What you will do: Go over the entries and report the lines where the word "dragonfly" occurs.

Provided material:

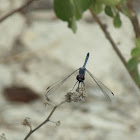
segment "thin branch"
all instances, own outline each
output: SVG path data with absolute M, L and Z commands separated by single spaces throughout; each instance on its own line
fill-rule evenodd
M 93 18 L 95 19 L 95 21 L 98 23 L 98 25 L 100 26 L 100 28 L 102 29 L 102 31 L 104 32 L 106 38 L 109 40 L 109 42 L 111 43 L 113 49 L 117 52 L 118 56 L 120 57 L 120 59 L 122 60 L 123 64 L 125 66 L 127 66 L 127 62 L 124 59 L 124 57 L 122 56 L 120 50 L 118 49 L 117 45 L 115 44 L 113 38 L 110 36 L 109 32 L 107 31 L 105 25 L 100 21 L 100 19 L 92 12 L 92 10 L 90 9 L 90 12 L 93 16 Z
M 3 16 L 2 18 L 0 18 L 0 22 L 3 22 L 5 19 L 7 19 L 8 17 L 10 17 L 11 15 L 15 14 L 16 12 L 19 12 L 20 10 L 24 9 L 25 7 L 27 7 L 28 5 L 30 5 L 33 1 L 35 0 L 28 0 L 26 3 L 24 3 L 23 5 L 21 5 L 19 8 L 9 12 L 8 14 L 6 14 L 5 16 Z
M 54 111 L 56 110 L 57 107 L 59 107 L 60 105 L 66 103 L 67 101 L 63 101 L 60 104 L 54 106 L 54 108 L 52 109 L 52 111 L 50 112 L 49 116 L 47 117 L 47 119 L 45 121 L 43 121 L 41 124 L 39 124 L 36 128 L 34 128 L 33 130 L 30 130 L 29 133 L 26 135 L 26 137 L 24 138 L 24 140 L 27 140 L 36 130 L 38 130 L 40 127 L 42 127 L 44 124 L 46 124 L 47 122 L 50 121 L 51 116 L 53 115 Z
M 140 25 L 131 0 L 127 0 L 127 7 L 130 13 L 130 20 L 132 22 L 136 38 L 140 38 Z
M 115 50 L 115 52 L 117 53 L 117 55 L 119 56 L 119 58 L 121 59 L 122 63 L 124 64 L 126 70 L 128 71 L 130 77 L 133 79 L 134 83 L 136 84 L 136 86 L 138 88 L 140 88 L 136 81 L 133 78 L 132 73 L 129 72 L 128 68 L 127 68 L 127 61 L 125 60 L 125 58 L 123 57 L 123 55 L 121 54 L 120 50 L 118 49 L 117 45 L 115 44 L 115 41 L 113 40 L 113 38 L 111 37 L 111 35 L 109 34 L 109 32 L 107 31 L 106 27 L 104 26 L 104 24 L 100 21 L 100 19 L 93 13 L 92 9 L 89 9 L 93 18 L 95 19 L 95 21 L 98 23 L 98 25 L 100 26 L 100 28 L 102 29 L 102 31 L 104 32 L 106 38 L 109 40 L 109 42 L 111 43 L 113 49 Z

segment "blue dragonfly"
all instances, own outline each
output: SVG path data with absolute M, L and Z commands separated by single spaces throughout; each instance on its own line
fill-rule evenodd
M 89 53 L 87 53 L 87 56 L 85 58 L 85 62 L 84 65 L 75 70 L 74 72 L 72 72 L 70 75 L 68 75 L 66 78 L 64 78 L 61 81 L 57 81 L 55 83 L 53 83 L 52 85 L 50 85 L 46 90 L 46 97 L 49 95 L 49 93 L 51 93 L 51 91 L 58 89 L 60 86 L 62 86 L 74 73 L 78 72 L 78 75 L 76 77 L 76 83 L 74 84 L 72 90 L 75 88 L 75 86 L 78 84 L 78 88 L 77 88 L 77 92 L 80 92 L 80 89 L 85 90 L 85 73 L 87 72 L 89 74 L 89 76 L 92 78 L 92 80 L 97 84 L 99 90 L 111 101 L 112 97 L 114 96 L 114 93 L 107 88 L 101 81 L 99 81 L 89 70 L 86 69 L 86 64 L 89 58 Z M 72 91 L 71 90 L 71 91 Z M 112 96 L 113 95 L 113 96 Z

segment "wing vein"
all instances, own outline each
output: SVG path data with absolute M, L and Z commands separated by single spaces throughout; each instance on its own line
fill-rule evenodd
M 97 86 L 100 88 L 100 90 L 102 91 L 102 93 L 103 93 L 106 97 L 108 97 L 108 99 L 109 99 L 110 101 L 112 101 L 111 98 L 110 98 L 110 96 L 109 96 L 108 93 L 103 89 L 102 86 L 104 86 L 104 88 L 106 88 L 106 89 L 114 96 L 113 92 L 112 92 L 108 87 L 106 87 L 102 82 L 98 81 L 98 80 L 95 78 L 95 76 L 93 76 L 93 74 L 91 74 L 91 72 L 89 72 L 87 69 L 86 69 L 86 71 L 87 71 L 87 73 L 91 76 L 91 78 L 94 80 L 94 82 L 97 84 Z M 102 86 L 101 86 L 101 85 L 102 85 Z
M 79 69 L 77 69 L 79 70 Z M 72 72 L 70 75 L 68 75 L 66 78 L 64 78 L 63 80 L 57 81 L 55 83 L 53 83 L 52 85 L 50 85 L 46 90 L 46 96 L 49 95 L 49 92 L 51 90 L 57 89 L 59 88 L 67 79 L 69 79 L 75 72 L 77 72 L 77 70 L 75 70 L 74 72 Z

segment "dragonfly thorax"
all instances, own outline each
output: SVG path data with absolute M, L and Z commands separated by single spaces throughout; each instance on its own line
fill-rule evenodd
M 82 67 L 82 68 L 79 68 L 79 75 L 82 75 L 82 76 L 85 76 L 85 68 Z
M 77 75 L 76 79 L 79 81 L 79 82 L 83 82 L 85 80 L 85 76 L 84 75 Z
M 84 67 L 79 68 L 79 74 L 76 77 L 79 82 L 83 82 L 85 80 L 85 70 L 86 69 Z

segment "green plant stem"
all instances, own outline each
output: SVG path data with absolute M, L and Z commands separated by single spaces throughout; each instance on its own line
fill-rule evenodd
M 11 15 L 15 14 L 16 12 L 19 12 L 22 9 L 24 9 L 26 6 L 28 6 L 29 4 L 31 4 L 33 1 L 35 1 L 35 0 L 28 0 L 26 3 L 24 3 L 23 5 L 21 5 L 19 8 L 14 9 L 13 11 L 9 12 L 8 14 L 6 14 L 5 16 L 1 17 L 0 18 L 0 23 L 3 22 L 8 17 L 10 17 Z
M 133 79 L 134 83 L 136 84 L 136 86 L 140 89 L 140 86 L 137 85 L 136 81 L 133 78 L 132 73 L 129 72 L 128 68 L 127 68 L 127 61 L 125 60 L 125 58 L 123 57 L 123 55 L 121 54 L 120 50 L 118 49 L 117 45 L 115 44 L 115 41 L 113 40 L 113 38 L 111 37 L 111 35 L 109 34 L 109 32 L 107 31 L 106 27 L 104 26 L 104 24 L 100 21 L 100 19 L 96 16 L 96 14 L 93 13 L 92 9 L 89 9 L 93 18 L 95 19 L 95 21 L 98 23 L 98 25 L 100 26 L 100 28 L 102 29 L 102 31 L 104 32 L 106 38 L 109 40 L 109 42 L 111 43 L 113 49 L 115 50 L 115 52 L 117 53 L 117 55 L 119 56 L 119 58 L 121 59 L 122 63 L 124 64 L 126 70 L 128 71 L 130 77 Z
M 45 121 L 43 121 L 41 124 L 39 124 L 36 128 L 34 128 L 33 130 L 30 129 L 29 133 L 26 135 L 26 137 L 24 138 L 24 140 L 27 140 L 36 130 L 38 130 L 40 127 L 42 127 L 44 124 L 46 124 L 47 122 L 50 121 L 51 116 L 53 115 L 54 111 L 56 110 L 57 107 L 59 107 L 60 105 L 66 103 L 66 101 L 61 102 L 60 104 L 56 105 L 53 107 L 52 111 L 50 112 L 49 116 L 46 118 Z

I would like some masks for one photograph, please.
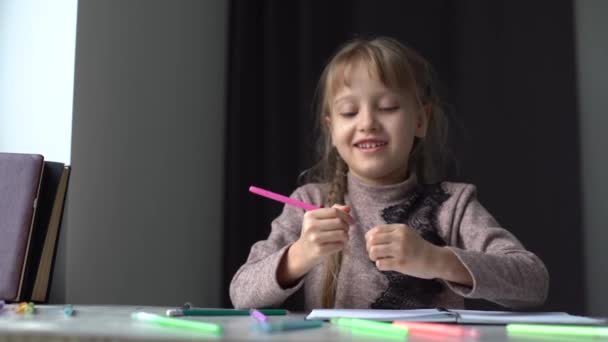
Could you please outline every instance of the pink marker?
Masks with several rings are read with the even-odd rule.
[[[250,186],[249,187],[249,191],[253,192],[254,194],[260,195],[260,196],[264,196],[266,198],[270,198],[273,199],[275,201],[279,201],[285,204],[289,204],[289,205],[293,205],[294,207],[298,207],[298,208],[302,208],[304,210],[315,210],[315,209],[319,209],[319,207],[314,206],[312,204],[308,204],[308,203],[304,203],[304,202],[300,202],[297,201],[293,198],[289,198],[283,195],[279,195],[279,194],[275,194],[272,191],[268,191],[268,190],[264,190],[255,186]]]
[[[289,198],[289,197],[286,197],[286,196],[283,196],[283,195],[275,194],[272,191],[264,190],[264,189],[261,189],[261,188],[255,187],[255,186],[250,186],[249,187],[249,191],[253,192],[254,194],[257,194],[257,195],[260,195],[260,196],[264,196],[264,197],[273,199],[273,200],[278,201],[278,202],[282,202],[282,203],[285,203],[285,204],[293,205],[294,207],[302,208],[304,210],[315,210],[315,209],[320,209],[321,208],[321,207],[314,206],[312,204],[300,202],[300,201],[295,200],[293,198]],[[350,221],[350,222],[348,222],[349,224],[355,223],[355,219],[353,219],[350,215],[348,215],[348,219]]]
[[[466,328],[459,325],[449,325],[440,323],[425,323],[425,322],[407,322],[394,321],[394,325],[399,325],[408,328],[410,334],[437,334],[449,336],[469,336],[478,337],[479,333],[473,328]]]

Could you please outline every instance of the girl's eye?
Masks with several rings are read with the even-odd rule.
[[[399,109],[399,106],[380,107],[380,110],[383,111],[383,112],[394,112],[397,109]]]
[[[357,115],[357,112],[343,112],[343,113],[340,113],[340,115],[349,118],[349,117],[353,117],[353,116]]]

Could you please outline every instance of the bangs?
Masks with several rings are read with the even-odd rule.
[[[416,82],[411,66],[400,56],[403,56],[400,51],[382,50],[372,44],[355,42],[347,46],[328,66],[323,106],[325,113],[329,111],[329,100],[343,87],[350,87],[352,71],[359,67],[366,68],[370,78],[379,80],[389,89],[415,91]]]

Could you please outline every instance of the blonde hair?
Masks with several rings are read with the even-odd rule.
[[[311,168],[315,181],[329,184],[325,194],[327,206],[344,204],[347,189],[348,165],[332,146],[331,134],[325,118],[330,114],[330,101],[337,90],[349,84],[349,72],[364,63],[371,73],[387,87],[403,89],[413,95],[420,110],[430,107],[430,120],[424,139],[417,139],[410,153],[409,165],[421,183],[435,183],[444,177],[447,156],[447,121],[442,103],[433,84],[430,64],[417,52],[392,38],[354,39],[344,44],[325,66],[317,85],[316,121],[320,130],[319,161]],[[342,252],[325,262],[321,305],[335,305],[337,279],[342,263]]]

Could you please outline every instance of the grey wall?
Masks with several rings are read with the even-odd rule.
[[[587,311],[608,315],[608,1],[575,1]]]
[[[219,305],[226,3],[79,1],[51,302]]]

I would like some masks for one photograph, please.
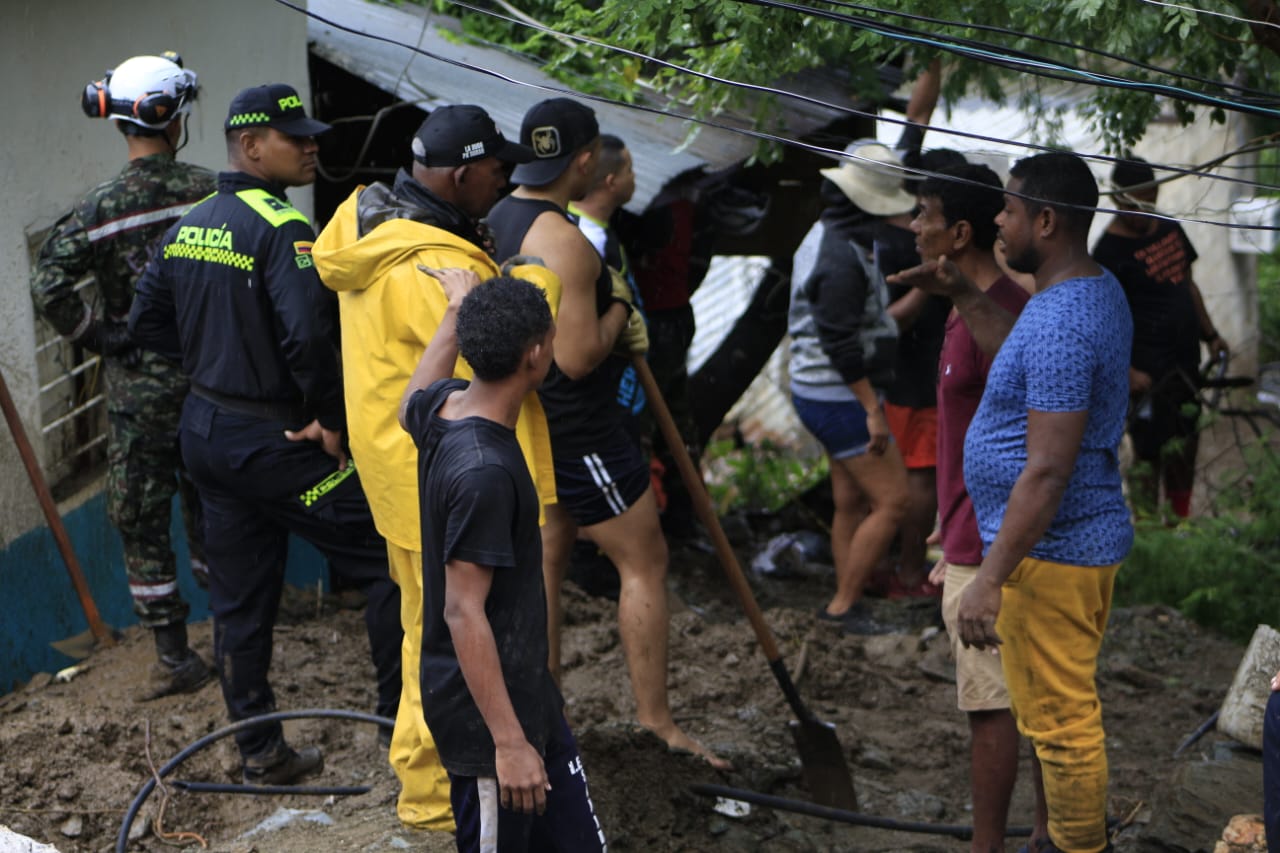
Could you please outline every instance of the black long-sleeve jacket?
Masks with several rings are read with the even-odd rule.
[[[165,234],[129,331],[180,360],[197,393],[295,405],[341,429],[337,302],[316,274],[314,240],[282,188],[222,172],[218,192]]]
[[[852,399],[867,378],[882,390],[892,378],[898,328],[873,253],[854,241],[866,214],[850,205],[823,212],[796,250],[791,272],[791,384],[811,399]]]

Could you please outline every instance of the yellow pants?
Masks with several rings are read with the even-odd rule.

Task result:
segment "blue dragonfly"
segment "dragonfly thorax"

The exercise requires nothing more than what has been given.